:: Your goal ::
Examine the records below. Report how many of their lines contain the word "Query", with no other content.

:: Dataset records ::
________

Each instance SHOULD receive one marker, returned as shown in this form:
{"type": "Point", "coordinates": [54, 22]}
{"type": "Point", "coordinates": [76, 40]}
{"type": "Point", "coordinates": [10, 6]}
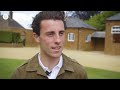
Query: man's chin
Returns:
{"type": "Point", "coordinates": [56, 55]}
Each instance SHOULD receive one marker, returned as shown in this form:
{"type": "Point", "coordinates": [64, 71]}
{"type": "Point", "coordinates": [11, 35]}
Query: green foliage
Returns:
{"type": "Point", "coordinates": [9, 37]}
{"type": "Point", "coordinates": [94, 73]}
{"type": "Point", "coordinates": [8, 66]}
{"type": "Point", "coordinates": [98, 21]}
{"type": "Point", "coordinates": [5, 36]}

________

:: Solution for this problem ::
2